Short task – Reproduce every one of the following records line for line, without changing any wording or coordinates.

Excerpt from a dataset
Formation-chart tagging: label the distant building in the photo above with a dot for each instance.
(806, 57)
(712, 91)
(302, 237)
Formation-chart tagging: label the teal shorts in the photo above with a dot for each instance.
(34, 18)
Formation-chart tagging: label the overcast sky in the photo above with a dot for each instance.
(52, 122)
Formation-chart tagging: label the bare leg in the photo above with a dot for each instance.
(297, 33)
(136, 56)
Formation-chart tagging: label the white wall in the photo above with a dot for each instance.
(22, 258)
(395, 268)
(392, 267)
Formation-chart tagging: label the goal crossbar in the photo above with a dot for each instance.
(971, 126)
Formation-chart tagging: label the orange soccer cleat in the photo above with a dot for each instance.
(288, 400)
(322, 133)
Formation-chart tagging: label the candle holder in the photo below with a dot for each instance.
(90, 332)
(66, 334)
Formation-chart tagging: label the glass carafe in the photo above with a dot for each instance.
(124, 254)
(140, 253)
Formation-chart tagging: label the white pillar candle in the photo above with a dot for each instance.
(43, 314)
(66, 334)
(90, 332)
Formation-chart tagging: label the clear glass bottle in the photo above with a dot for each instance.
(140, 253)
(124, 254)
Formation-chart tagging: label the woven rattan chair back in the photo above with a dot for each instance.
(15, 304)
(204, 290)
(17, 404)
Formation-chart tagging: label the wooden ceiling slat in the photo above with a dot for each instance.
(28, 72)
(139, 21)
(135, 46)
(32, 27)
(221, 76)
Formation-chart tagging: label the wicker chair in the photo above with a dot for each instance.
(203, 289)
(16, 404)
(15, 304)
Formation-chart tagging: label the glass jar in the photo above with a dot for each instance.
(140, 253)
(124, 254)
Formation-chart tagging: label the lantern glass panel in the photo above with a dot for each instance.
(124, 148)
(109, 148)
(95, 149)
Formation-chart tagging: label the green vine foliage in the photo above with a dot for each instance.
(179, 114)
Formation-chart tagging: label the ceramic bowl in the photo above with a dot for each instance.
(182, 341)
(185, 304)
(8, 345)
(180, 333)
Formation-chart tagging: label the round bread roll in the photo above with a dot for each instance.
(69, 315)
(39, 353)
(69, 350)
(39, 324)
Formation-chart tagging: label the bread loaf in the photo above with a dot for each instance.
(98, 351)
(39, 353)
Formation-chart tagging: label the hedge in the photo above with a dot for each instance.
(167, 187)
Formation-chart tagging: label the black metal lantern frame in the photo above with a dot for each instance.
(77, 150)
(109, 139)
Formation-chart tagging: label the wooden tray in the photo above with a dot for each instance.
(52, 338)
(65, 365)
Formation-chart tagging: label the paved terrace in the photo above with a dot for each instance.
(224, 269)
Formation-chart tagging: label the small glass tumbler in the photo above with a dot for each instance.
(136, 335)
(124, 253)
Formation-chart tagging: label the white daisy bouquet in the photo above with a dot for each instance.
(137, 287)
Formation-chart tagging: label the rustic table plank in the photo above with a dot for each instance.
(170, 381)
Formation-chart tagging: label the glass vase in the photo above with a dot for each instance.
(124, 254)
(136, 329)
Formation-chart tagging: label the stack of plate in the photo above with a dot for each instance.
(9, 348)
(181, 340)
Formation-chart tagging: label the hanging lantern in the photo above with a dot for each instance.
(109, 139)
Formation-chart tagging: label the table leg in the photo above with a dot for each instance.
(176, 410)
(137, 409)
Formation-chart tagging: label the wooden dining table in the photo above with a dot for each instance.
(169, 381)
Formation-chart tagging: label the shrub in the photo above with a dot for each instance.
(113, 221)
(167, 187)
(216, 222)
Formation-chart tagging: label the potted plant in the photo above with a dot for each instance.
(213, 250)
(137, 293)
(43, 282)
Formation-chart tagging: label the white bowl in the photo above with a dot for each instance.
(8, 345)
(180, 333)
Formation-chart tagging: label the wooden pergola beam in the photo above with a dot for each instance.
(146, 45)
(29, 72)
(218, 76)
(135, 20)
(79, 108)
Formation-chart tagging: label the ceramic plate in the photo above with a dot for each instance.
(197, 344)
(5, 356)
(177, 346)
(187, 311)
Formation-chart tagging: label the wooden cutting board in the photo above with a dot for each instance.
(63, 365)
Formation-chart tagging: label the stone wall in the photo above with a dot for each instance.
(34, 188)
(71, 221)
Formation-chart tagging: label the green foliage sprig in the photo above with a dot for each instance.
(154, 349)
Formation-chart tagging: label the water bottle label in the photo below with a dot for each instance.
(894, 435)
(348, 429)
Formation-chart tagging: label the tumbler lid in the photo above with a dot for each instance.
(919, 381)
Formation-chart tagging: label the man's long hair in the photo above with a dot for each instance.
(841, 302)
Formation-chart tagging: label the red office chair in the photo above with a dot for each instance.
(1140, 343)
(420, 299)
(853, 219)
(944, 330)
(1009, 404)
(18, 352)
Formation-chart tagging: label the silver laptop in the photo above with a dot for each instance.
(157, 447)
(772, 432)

Exercise result –
Formation-chart tagging: label the distant building in the photo above with a dot for each instance.
(806, 57)
(712, 91)
(302, 237)
Formation-chart tagging: label the teal shorts in the photo above with a dot for each instance.
(34, 18)
Formation-chart tagging: label the overcast sky in the photo above with a dot for each instance.
(52, 122)
Formation-chart tagging: label the bare leg in the photo above with a dot for each instance.
(297, 33)
(136, 56)
Formation-chart tagging: label the white wall in the photo above with a dot for each instance.
(22, 258)
(395, 268)
(392, 267)
Formation-chart tagging: label the goal crossbar in the photo above with a dot for each instance.
(971, 126)
Formation-chart tagging: label the orange soccer cleat in the photo above with a dot for each instance.
(288, 400)
(322, 133)
Formation-chart tagging: label the candle holder in the photo below with a dot for each instance.
(90, 332)
(66, 334)
Formation-chart tagging: label the glass carafe in the photo above with a dot for each instance.
(124, 254)
(140, 253)
Formation-chart tagging: label the white pillar candle in the photo above with a dot for each instance.
(43, 314)
(66, 334)
(90, 332)
Formation-chart tagging: label the clear glass bottle in the photo above with a dot for each instance.
(140, 253)
(124, 254)
Formation-chart tagging: label the woven rattan chair back in the photo above with a dot for each instance.
(15, 304)
(204, 290)
(17, 404)
Formation-chart tagging: label the wooden ceiling slat in the photo above with a dot for each instance.
(28, 72)
(139, 21)
(135, 46)
(32, 27)
(221, 76)
Formation-chart tagging: label the wicker chair in the photo above with a dot for each instance.
(203, 289)
(16, 404)
(15, 304)
Formation-chart tagging: label the glass jar in the photo above with a dot for each instance.
(140, 253)
(124, 254)
Formation-chart tagging: label the lantern glass panel in the photo above with a dot for each instance.
(124, 148)
(109, 148)
(95, 149)
Formation-chart tagging: label the green vine foliage in the photo above with a dot for each instance.
(179, 114)
Formation-chart tagging: label the ceramic bowl in the photo above with a dot for each instance.
(182, 341)
(185, 304)
(8, 345)
(180, 333)
Formation-chart tagging: label the round bread roll in the photo above with a dot for each instance.
(69, 315)
(39, 353)
(69, 350)
(39, 324)
Formation-chart tagging: label the bread loaf in the photo above with a dot for each instance.
(98, 351)
(39, 353)
Formation-chart tagging: label the hedge in the photo above with a dot for each instance.
(167, 187)
Formation-chart tagging: label the black metal lantern frame in the photo above with a dot for each instance.
(77, 150)
(109, 139)
Formation-chart tagging: label the wooden tray in the photo above with a dot for each instance.
(52, 338)
(65, 365)
Formation-chart tagging: label the paved terrace in the photo above with a dot for each instance.
(224, 269)
Formation-chart tagging: label the small glass tumbler in the photo above with a dot for each instance.
(136, 335)
(124, 253)
Formation-chart tagging: label the white daisy bouquet in the photo above with a dot for each instance.
(137, 287)
Formation-chart tagging: label the rustic table plank in the photo above with a dot for each instance.
(170, 381)
Formation-chart tagging: label the glass vase in the photo above with a dot for each instance.
(124, 254)
(136, 329)
Formation-chart tagging: label the stack of plate in the photo above with a dot for each instance.
(9, 348)
(181, 340)
Formation-chart tagging: label the hanging lantern in the photo above with a dot for each instance.
(109, 139)
Formation-chart tagging: label the table leg in the photo above with a dot for each instance.
(176, 410)
(137, 409)
Formation-chart tagging: label the wooden dining table in the photo above with a dot for each instance.
(169, 381)
Formation-chart tagging: label the shrub in the photo above with a dot for each instance.
(113, 221)
(167, 187)
(216, 222)
Formation-chart tagging: label the potted plant in the photo above with a dot for each instance.
(213, 250)
(137, 293)
(43, 282)
Formation-chart tagging: label the white bowl in the photo above with a dot for each instance.
(8, 345)
(180, 333)
Formation-chart tagging: label the wooden pergola beam in the photo above with a dot for each instance.
(146, 45)
(29, 72)
(218, 76)
(135, 20)
(79, 108)
Formation-chart tagging: label the ceramic plate in the photo above with a dot for each instance.
(197, 344)
(5, 356)
(177, 346)
(187, 311)
Formation-chart tagging: label the wooden cutting board in the photo above with a dot for each instance.
(63, 365)
Formation-chart tagging: label the stone wall in the photo above with a dot for each instance.
(34, 188)
(71, 221)
Formation-chart tagging: label the green foliage sprig in the photo above with a dot for each instance.
(154, 349)
Formation-chart tagging: label the water bottle label in the photo below with a dot for each instance.
(894, 435)
(348, 429)
Formation-chart tagging: label the tumbler lid in the photo above with a dot for each instance.
(919, 381)
Formation-chart tagging: label the man's long hair in the photo above with a dot for each instance.
(841, 302)
Formation-chart tagging: label the red office chair in the photo above with a dot for each instance.
(1140, 343)
(420, 299)
(853, 219)
(944, 330)
(1009, 404)
(18, 352)
Formation-chart tagging: label the silver laptop in the photo above with a dot for each instance.
(157, 447)
(772, 432)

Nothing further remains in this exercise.